## Exercise requirements:
a – List each distinct username that appears in a header line of the forum thread below about drains under a three compartment sink.
b – Answer these questions from the forum thread below about drains under a three compartment sink.
(i) What does the opening comment say gets stuck in that part of the drain in a three compartment sink?
(ii) In which county does czplumbing say cast iron has always been code?
(iii) According to ShtRnsdownhill, what would holding up cast iron under a 3 bay sink require?

## Source extract:
It might technically be compliant but in a three compartment sink a lot of straws and weird things get stuck in that part of the drain. It makes getting at the portion a little easier and will definitely pass food and water through it without a problem.


----------



## plumber11928 (Feb 18, 2015)

Nathan901 said:


> It might technically be compliant but in a three compartment sink a lot of straws and weird things get stuck in that part of the drain. It makes getting at the portion a little easier and will definitely pass food and water through it without a problem.


I agree, Every indirect waste I have done I never double trapped. I would like to know is why it's written in the code. They have to have a reason for it. Then again there is lots of things in the code I shake my head at.


----------



## NyNick (Feb 14, 2013)




----------



## czplumbing (Nov 24, 2014)

I always thought air gap directly under kitchen sink strainer for commercial and cast Iron has always be code out here in Suffolk county Ny. I guess you can use copper if building inspector is ok with it but he may want cast-iron. Theory behind air gap directly under sink strainer is if they have any food in sink defrosting or what ever they are doing cleaning it etc.... , no chance of a clogged drain pushing water back into sink contaminating food. so if you have a run of pipe before you air gap that run may get back up at some point and push back into sink


----------



## ShtRnsdownhill (Jan 13, 2016)

I havent done any commercial out in suffolk, just residential, but I cant see how your gona hold up cast iron under a 3 bay sink without major support, and the tail pieces are gona scream..LOL..


----------



## NyNick (Feb 14, 2013)

## Collected material:
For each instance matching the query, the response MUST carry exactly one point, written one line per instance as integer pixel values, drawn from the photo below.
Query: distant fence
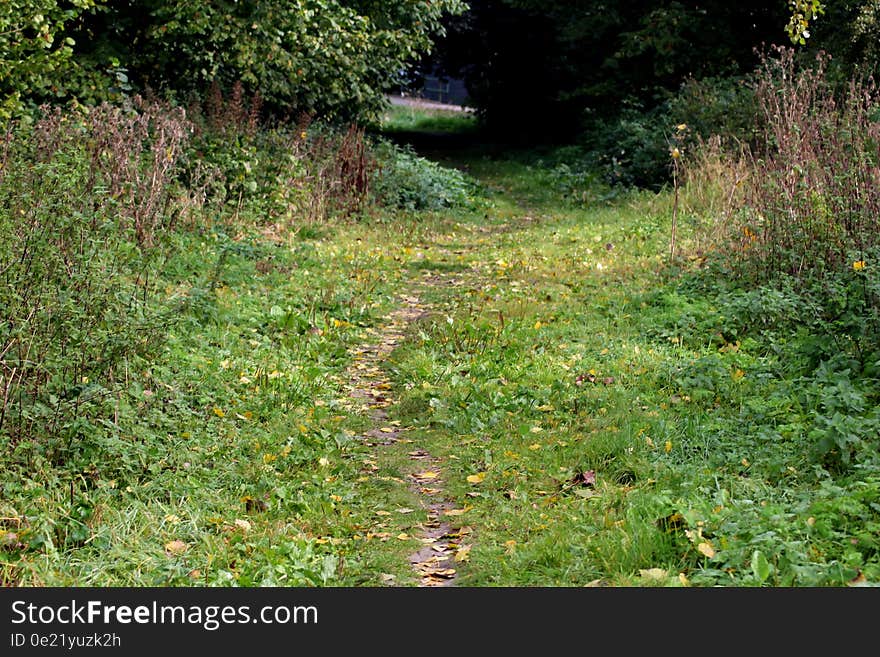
(443, 90)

## The results:
a –
plumber11928
NyNick
czplumbing
ShtRnsdownhill

b –
(i) A lot of straws and weird things.
(ii) Suffolk County, NY.
(iii) Major support.